++++ Given text ++++
|
|
ENVIRONMENT-IRAN: Turning Ancient Forests Into Deserts By Saloumeh Peyman TEHRAN, Sep 8, 2005 (IPS) - Northern Iran's famed rolling meadows and charmed
forests, close to the Caspian Sea coasts, are rapidly turning into
history as a result of commercial lumbering and degradation caused by
less than eco-friendly tourism.
''It is my fate that where I was once in charge of protecting these
forests, I now drive poachers, timber smugglers and well-to-do
youngsters from the city into these areas so they can hasten the
destruction,'' said Ahmed Jebelli, 60, who earns a living by driving a
taxi, after retiring from the Iranian Forestry and Pastures
Organisation.
Where natural beauty, veiled by the hanging mists of the ancient
Hyrcanian forests once reigned supreme, ugly high-rises, condominiums
and massive villas owned by Tehran's new elites, now dominate the
scenery that unfolds as Jebelli's taxi bowls along, heading for the
northern provinces of Gilan, Mazandarin and Golestan.
>From a distance, there is still the unspoiled, deep blue of the Caspian
Sea and dense forests that still cover the slopes of the Alborz
mountains, which also support lush paddy fields and citrus plantations
that are a magnet for city dwellers and tourists.
However, closer inspection of the yet thick undergrowth, nourished by
the damp mists that roll in from the Caspian and the carpet of fallen
leaves, reveals an assortment of discarded plastic bottles, empty
cigarette packs and just plain garbage, biodegradable or otherwise.
++++ Records supplied ++++
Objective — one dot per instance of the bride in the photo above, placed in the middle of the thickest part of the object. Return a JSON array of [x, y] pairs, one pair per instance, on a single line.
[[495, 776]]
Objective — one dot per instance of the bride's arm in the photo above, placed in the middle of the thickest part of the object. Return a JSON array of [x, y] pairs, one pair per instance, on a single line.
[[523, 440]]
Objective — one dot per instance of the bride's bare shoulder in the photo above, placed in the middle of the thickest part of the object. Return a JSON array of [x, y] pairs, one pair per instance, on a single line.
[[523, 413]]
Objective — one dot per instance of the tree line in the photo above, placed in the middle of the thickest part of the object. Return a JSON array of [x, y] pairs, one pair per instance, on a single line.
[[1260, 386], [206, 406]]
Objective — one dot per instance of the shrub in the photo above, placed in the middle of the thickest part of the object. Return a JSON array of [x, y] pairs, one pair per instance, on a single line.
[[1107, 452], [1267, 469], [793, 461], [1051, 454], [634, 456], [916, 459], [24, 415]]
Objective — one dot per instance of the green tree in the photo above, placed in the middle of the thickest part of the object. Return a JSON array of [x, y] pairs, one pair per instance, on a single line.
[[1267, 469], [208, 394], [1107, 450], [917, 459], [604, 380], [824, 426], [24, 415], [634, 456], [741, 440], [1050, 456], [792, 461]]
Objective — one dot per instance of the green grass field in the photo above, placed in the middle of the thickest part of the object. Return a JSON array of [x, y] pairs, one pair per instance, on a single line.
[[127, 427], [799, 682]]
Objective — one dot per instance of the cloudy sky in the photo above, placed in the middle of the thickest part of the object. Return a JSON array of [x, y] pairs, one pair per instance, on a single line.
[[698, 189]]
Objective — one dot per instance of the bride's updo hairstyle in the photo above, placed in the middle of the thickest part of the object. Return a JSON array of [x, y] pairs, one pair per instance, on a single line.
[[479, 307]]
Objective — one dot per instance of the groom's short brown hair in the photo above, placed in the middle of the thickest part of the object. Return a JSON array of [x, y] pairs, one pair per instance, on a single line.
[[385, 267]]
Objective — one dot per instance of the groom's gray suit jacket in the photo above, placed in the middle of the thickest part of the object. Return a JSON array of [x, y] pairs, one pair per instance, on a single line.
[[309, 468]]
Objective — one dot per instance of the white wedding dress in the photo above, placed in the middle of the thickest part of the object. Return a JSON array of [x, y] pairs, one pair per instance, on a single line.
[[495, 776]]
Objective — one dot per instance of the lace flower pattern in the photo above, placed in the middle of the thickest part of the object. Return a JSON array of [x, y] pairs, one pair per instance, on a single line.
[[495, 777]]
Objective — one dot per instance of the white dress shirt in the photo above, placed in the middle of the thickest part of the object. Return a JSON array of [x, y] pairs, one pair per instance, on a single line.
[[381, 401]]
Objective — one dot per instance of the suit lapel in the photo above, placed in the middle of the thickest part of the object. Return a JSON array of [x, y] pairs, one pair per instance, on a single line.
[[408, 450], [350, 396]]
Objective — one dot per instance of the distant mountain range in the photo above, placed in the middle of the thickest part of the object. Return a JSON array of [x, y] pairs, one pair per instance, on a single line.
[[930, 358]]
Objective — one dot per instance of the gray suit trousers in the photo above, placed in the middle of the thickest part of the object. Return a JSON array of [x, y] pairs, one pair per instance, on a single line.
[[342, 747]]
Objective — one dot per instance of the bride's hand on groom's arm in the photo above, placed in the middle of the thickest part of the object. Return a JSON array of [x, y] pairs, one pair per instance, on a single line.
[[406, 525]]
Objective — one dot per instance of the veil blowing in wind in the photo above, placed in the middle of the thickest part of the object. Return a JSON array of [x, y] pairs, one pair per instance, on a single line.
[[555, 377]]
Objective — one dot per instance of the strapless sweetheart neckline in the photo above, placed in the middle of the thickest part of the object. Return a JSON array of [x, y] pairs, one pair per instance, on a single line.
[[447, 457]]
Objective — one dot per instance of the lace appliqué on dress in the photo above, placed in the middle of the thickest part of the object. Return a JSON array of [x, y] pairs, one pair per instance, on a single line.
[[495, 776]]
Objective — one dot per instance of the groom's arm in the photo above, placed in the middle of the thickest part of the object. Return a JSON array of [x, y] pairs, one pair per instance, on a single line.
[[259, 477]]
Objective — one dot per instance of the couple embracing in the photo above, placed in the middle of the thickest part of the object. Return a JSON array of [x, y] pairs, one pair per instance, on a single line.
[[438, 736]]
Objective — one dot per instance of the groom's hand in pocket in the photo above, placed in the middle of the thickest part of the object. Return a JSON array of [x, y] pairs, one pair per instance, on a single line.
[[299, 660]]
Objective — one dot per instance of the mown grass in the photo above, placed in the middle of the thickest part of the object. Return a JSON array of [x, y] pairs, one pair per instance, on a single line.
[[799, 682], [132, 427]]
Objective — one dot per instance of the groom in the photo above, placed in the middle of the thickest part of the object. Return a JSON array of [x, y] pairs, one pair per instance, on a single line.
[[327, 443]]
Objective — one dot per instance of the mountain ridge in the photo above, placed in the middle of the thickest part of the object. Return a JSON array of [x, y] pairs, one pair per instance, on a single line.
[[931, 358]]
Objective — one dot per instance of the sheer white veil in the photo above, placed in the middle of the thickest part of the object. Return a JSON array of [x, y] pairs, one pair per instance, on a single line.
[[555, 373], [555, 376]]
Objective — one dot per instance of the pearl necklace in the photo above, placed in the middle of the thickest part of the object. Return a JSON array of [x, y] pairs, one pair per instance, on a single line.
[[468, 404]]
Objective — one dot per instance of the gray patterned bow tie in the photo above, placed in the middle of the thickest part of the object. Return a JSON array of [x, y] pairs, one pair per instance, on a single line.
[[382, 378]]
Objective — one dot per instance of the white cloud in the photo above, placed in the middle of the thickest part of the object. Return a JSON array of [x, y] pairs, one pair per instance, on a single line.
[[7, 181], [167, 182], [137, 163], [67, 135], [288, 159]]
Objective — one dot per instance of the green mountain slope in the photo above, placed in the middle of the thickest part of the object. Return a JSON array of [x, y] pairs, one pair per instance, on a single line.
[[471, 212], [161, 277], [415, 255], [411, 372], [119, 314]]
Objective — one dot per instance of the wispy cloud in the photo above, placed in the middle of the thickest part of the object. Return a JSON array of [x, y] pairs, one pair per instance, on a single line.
++++
> _To do_
**1)** Decide whether each statement agrees with the article on Iran's northern forests, answering yes or no and quoting the words of the article that settle it: (a) Jebelli drives a taxi after retiring from the Iranian Forestry and Pastures Organisation; (b) the forests cover the slopes of the Zagros mountains; (c) seen from a distance, the Caspian Sea looks polluted.
**2)** Write the next part of the article on Iran's northern forests, beginning after its final sentence.
The listing is separate material, unconnected to the article on Iran's northern forests.

> _Answers for the exercise_
**1)**
(a) Yes: "who earns a living by driving a taxi, after retiring from the Iranian Forestry and Pastures Organisation."
(b) No: "dense forests that still cover the slopes of the Alborz mountains"
(c) No: "there is still the unspoiled, deep blue of the Caspian Sea"

**2)**
Pausing for tea at the foot of the gentle Hasan Abad hill, Jebelli
blames the steady despoliation on the population explosion since the
1979 Iranian revolution, which saw the ouster of the Shah of Iran and
the installation of an Islamic Republic. ''The population doubled over
the last two decades and the new generation does not care for
environmental issues.''
''This is a generation that is short-sighted and thinks only of standing
in queues to get subsidised milk and staples and does not give a damn
about whether the forests are polluted with their trash,'' Jebelli rued.
Naser Karami, who holds a doctorate in climatology and works as an eco-
tourism instructor, has a more expert view of what has been happening to
Iran's fabled forests. ''The absence of sound land-use laws is what is
shrinking the area under forests and woodlands and causing the steady
desertification of the Iranian plateau,'' he said in an IPS interview.
''Politically and economically-powerful people or their close relatives
manage to get hold of the licences to exploit the forest resources,
particularly timber, and do as they please,'' said Karami.
''At stake now are the Caspian ( ancient Hyrcania) forests covering the
Alborz mountains, the central woodlands and the thin Arasbaran forests,
on the slopes of the Zagros mountains, and also the coastal forests of
the Persian Gulf,'' Karami explained.
Indeed, the Caspian Sea (the world's largest land-locked lake), famed
for its sturgeon stocks, is itself gradually turning into a vast
cesspool for the littoral states that litter it- Azerbaijan, Russia,
Kazakhstan and Turkmenistan. A petroleum rush, in the ecologically
sensitive Caspian region, has only worsened the situation.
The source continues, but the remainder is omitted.